Excerpted passage
******************************
Hafez has proposed the following definition in his Islamophobia Studies Yearbook:

When talking about Islamophobia, we mean anti-Muslim racism. As Anti-Semitism


Studies has shown, the etymological components of a word do not necessarily point to
its complete meaning, nor how it is used. Such is also the case with Islamophobia Studies.
Islamophobia has become a well known term used in academia as much as in the public
sphere. Criticism of Muslims or of the Islamic religion is not necessarily Islamophobic.
Islamophobia is about a dominant group of people aiming at seizing, stabilizing and
widening their power by means of defining a scapegoat—real or invented—and
excluding this scapegoat from the resources/rights/definition of a constructed “we.”
******************************
Dataset records
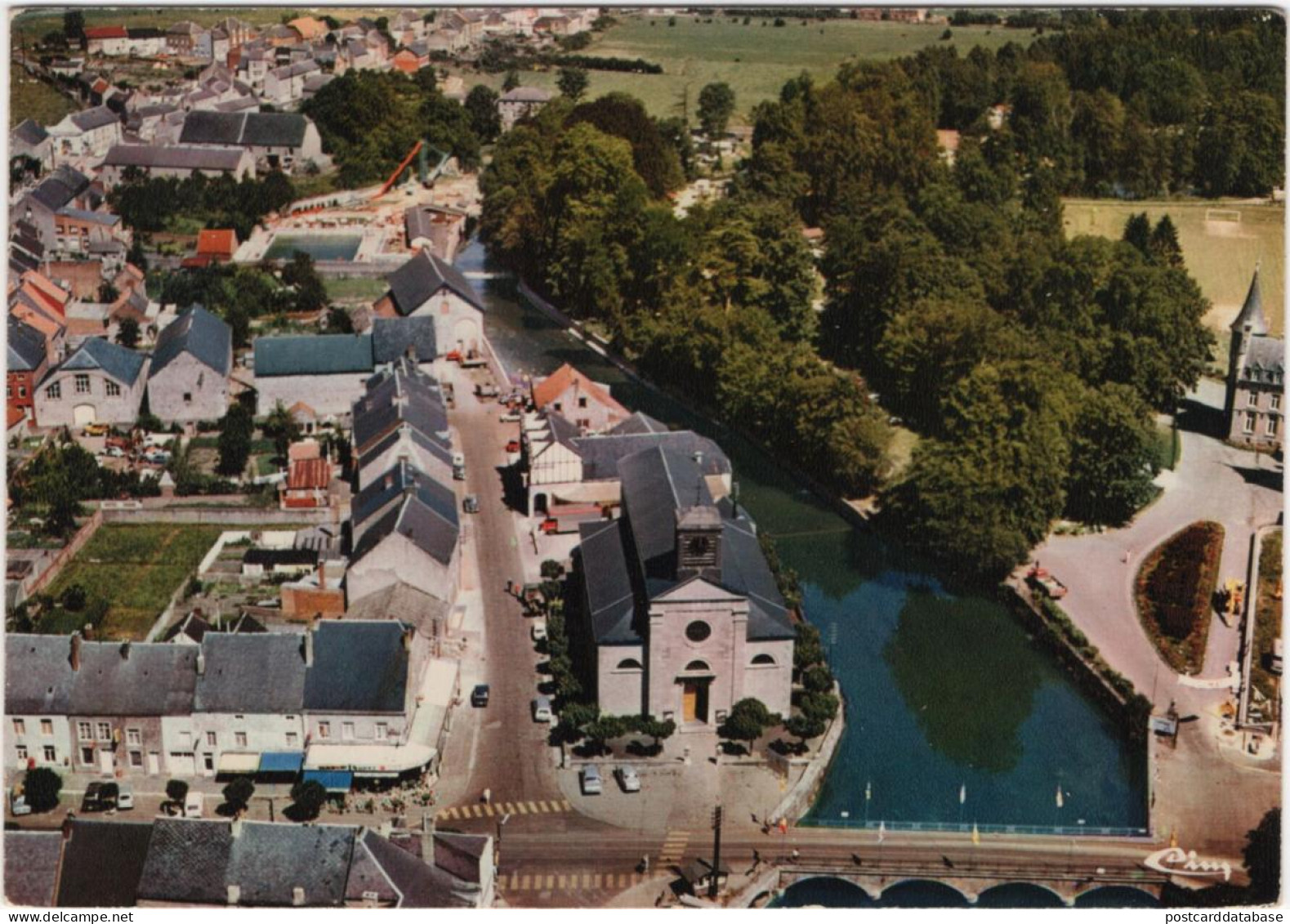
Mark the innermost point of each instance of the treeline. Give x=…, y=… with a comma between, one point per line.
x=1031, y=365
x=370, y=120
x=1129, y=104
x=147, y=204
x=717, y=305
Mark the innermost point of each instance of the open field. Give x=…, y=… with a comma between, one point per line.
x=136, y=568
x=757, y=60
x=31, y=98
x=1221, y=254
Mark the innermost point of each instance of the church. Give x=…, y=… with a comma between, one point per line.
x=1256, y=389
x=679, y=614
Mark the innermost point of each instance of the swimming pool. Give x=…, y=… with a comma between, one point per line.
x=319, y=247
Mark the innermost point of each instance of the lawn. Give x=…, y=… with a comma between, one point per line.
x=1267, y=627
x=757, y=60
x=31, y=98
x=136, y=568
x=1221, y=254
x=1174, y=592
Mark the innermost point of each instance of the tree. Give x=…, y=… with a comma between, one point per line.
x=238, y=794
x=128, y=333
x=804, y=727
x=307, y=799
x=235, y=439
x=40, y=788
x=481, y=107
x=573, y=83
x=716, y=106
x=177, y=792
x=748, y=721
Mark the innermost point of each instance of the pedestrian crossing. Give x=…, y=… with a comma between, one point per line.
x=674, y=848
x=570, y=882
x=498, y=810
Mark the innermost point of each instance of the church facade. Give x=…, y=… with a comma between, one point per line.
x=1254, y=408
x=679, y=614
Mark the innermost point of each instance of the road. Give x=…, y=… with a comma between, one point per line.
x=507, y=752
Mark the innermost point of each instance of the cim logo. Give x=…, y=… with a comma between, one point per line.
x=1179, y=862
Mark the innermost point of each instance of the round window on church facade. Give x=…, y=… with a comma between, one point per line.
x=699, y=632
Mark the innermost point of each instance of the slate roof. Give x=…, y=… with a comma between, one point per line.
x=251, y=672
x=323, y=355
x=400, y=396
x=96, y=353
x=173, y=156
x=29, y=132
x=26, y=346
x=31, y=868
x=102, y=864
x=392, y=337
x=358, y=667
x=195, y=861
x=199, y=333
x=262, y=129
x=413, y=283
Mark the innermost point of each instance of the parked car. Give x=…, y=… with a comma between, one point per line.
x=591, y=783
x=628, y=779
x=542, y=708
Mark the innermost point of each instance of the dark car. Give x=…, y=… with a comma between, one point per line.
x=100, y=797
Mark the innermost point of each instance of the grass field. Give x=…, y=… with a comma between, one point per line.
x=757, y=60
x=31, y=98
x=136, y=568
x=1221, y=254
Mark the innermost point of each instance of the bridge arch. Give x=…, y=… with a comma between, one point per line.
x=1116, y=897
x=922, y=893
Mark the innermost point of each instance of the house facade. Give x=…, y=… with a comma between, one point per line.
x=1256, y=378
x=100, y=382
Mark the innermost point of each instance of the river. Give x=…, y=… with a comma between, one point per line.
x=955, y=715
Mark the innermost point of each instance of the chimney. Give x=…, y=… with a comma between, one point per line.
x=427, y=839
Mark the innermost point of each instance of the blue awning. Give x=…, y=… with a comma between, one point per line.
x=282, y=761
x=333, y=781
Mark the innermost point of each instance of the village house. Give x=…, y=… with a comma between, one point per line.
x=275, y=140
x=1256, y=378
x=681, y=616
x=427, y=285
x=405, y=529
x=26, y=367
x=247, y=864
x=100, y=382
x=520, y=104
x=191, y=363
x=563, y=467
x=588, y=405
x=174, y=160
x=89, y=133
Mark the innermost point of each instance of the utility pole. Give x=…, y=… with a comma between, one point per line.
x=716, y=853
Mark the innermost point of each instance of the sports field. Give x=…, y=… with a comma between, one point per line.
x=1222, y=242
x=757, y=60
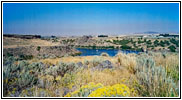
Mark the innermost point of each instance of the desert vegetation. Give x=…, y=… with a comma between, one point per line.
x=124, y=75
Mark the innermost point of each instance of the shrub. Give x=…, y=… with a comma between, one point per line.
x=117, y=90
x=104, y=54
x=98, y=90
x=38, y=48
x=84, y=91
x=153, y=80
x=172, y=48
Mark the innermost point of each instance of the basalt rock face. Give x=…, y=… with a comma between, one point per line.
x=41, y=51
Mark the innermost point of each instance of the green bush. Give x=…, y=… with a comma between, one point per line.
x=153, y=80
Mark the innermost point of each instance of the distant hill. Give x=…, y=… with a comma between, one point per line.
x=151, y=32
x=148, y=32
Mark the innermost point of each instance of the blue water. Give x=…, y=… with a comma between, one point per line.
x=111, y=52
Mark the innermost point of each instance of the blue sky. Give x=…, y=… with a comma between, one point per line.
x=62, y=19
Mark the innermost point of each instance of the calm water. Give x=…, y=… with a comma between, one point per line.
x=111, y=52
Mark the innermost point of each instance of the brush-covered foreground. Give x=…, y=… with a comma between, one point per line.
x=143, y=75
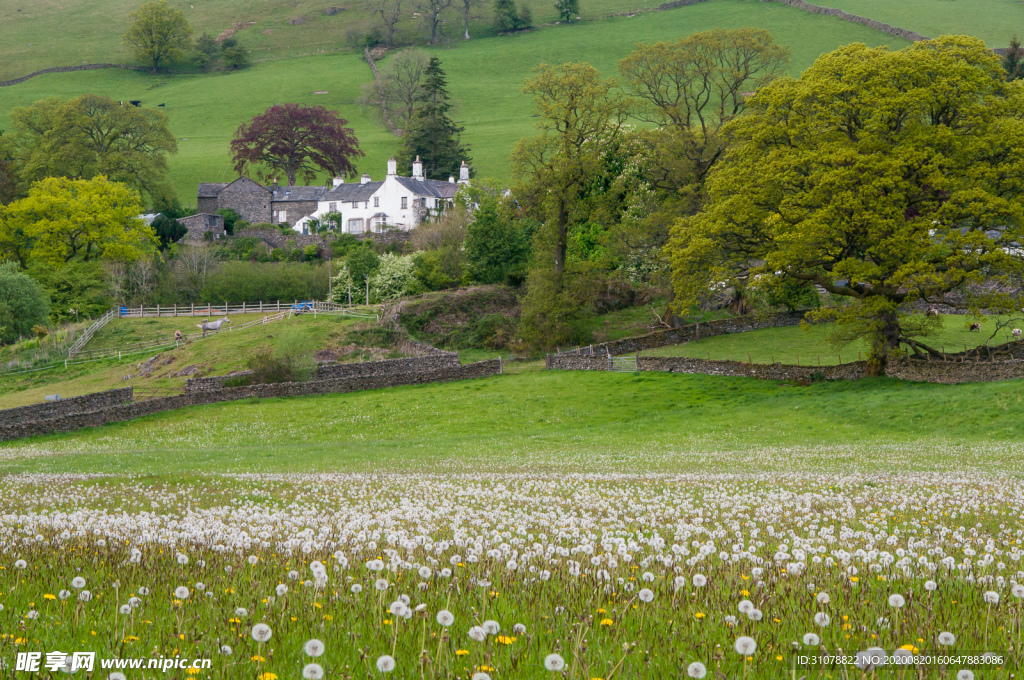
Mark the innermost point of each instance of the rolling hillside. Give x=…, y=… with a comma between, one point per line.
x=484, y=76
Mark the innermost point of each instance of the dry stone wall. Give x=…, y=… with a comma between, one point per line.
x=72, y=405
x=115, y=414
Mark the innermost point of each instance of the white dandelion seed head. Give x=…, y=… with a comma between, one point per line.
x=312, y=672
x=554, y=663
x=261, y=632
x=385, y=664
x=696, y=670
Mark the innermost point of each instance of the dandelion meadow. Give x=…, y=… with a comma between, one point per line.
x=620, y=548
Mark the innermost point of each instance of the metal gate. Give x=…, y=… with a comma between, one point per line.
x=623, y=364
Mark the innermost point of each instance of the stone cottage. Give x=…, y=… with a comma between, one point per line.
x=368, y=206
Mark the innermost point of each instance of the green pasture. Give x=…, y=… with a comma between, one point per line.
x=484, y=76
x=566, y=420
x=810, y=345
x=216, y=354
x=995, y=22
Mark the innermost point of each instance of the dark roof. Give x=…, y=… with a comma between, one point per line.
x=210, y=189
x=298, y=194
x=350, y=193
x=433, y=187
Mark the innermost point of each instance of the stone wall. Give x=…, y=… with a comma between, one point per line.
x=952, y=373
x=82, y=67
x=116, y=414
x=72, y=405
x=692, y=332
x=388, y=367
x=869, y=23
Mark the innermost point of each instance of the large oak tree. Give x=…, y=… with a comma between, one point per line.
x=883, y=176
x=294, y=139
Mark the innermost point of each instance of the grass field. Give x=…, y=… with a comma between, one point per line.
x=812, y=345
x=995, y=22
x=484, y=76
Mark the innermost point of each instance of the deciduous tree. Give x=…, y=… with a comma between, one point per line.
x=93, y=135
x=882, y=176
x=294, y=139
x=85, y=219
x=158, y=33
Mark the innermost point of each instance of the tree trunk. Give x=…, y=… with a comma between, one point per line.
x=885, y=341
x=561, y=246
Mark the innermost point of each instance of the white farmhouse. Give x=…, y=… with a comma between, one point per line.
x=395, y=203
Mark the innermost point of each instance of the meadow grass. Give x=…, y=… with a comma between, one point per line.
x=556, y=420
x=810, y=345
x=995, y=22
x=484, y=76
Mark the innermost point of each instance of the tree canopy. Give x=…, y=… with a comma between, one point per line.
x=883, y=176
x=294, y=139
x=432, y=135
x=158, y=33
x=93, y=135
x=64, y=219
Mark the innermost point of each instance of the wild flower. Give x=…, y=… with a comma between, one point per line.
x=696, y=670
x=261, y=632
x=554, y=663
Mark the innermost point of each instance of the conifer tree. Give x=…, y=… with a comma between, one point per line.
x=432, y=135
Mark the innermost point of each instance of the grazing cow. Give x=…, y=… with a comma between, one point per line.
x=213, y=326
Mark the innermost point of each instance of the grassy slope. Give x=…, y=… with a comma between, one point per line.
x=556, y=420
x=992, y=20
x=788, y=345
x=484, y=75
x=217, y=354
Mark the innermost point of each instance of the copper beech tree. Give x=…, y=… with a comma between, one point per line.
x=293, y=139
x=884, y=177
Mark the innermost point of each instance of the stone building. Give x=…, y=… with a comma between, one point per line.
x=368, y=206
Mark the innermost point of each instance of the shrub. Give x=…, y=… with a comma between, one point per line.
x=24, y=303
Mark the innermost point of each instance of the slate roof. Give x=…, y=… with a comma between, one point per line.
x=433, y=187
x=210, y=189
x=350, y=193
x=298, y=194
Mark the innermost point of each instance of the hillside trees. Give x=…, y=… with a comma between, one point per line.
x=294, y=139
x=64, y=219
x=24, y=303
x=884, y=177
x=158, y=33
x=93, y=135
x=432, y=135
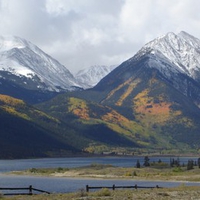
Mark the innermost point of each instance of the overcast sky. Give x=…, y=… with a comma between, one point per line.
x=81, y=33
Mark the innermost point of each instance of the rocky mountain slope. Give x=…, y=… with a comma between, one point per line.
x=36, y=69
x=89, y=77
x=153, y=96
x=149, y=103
******************************
Given instruction
Carry the passage defining Islamophobia forward from its last sentence, in the same academic voice. The data stands apart from the passage on Islamophobia and is unrelated to it.

Reply
Islamophobia operates by constructing a static “Muslim” identity, which is attributed in
negative terms and generalized for all Muslims. At the same time, Islamophobic images
are fluid and vary in different contexts, because Islamophobia tells us more about the
Islamophobe than it tells us about the Muslims/Islam.1

While Hafez’s definition emphasizes power structures, others have also explicitly
pointed to the crucial relevance of considering racism as a “social relationship.” Benjamin
Opratko and Fanny Müller-Uri thus criticize Deepa Kumar’s conceptualization of Islamophobia
as a “power tool” as “reminiscent of earlier Marxist conceptions of racism as a tool, used by the
ruling elites to divide the subaltern classes” (2016, 120). They utilize critical race theory and
attempt to go beyond functionalist and instrumentalist conceptions of racism. For them, the
“culturalization as well as economization of the social come together in the figure of ‘the
Muslim’” (Opratko and Müller-Uri 2016, 127). Anti-Muslim racism here is understood as “a
central dimension of the hegemonic structure of Western societies” (Müller-Uri 2014, 127).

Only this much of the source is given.